__TASK DESCRIPTION__
Convert the listing below into a JSON list of strings, one string per line with blank lines omitted, from the start of the listing through the line containing "point(202, 229)", both ends included. Leave the pictures out of the result.
------ RECORDS FOR PROCESSING ------
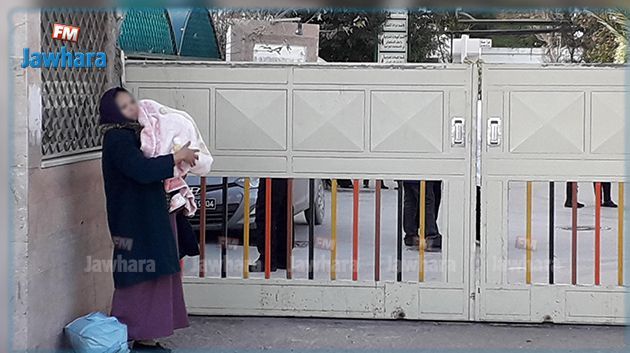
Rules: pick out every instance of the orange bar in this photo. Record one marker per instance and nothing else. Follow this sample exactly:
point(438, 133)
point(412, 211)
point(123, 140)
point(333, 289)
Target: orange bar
point(289, 227)
point(620, 236)
point(377, 232)
point(598, 216)
point(333, 235)
point(421, 230)
point(246, 206)
point(355, 231)
point(528, 235)
point(267, 228)
point(202, 229)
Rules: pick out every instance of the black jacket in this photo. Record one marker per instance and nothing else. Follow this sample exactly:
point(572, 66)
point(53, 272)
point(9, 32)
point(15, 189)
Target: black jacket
point(137, 210)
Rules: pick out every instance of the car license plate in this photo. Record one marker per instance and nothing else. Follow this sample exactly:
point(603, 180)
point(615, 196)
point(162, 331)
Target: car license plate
point(211, 204)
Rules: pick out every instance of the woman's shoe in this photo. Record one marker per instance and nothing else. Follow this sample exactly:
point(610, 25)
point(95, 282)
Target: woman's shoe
point(142, 347)
point(609, 203)
point(568, 204)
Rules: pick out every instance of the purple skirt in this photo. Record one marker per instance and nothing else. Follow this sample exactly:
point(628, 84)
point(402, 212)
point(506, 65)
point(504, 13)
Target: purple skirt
point(152, 309)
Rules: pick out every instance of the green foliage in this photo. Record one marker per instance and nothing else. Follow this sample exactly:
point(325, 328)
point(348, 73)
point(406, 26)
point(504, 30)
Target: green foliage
point(346, 35)
point(426, 35)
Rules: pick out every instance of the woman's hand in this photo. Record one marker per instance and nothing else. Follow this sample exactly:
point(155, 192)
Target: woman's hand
point(187, 155)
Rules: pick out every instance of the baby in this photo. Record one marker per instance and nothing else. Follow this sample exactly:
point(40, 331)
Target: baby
point(164, 131)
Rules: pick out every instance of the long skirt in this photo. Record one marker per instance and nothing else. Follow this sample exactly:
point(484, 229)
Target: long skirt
------
__RESPONSE TO THIS TASK__
[
  "Rules: pick out every instance of the orange bar in this photo. Record one marker per instance and nothing else. Follow this sample exactly:",
  "point(438, 133)",
  "point(412, 211)",
  "point(123, 140)",
  "point(333, 289)",
  "Target: orange bar",
  "point(289, 227)",
  "point(620, 236)",
  "point(377, 232)",
  "point(598, 216)",
  "point(333, 235)",
  "point(421, 230)",
  "point(246, 206)",
  "point(355, 231)",
  "point(528, 235)",
  "point(267, 228)",
  "point(202, 229)"
]